* What needs to be done:
Write out, word for word, every line from the one containing "of the tall" through the final line of the records.

Natural-language object grounding data
########################################
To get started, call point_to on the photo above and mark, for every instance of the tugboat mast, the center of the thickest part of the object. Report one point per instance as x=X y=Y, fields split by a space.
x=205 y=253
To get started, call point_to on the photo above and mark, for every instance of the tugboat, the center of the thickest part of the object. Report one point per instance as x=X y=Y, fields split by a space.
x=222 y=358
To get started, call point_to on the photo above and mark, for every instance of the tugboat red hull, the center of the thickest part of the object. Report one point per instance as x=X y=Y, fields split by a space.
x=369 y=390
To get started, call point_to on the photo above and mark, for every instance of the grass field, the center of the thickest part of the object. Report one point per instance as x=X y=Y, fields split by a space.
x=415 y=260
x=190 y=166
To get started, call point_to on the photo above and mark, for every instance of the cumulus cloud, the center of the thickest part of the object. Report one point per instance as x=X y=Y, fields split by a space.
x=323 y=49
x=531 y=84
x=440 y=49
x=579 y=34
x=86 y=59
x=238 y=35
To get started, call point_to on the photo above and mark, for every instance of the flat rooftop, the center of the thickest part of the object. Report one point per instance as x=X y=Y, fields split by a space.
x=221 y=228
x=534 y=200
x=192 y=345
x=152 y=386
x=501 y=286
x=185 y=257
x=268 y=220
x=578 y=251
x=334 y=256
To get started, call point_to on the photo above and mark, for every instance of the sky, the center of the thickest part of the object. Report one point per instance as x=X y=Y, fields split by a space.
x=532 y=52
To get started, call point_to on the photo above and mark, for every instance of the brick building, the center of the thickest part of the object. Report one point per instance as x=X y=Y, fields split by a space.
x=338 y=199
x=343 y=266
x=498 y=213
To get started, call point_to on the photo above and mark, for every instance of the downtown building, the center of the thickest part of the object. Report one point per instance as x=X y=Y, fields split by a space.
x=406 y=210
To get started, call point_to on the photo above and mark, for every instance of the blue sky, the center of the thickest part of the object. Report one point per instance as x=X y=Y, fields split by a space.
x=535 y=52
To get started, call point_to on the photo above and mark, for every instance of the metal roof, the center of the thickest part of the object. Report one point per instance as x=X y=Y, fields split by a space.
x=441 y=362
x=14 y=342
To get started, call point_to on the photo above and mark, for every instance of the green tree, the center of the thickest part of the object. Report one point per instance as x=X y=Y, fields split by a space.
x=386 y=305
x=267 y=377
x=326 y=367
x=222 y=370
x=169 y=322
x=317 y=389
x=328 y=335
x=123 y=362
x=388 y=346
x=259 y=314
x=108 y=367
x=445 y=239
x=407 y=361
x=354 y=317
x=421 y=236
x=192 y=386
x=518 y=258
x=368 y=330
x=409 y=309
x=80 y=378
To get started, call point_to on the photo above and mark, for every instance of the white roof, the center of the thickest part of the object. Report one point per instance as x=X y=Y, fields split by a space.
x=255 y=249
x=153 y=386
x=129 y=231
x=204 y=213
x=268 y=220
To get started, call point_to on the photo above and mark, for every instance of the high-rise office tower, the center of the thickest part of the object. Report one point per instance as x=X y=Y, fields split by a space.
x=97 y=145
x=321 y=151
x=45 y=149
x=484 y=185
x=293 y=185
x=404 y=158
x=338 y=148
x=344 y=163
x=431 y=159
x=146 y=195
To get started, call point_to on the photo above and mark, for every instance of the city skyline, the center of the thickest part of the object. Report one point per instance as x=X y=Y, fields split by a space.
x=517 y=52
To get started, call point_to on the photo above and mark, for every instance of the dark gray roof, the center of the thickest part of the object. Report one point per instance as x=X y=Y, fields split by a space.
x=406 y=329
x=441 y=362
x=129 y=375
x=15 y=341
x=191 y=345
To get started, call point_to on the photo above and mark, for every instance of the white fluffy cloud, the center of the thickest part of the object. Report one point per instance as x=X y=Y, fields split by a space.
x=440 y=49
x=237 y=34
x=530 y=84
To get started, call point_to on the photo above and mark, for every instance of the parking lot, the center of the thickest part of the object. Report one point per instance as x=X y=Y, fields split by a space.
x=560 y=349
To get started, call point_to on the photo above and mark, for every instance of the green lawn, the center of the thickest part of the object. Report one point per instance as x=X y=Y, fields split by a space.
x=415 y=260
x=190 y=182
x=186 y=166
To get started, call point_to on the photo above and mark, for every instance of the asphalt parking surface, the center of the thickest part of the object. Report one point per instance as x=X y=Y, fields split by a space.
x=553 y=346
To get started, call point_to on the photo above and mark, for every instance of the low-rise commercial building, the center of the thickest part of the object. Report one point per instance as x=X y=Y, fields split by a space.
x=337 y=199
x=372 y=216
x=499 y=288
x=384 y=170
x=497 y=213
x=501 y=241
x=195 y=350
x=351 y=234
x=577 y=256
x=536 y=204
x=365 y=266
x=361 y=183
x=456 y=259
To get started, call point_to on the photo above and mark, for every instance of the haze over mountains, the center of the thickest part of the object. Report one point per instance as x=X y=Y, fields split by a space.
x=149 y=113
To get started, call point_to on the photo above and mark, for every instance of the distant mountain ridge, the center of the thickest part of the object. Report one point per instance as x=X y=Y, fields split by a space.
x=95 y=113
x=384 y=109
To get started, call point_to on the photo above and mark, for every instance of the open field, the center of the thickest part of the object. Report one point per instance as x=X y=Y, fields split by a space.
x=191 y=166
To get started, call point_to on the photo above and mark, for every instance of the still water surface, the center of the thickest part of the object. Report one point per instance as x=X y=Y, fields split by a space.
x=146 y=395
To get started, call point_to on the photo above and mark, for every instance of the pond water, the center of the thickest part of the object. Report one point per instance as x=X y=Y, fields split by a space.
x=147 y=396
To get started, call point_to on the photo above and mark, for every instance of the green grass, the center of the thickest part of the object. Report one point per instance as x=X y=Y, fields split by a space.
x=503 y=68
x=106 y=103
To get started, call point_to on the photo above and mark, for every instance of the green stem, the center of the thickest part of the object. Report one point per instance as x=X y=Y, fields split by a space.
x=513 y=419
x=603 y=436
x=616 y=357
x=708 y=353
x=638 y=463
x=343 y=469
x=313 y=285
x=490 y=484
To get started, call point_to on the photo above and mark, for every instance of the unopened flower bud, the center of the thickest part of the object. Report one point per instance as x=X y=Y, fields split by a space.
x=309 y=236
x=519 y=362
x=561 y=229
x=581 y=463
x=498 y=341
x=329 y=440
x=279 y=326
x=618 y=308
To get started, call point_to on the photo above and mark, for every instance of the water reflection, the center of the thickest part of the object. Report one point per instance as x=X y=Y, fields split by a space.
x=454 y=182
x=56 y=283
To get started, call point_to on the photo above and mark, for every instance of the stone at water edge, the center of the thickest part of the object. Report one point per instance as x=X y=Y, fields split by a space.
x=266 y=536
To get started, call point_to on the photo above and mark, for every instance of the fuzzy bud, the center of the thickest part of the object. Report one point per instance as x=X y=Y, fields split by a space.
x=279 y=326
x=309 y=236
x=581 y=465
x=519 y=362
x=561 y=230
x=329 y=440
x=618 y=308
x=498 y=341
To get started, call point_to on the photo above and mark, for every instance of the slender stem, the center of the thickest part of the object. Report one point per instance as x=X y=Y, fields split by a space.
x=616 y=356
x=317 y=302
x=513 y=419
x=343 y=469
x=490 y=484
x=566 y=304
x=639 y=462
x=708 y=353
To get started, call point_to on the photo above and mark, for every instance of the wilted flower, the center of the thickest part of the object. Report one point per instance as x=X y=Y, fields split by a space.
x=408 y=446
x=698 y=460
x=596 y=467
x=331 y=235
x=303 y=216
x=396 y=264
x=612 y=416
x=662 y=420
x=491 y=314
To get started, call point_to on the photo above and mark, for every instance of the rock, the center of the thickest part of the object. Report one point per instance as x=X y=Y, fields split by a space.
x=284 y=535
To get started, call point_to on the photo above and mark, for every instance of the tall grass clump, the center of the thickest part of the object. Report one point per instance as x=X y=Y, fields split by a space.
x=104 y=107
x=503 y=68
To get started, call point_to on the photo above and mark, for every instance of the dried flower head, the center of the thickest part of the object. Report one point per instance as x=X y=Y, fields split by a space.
########################################
* Result of the task:
To get started, call point_to on the photo above and mark, for every instance of the tall grass clump, the center of the thickest part of the object. Report one point per instance as x=X y=Y, fields split by a space.
x=104 y=107
x=503 y=68
To get started, call point_to on the photo above and mark, for every instance of the dried flower head, the center of the thickest part of the object. Report one point per instance as x=X y=Y, fields split by a space.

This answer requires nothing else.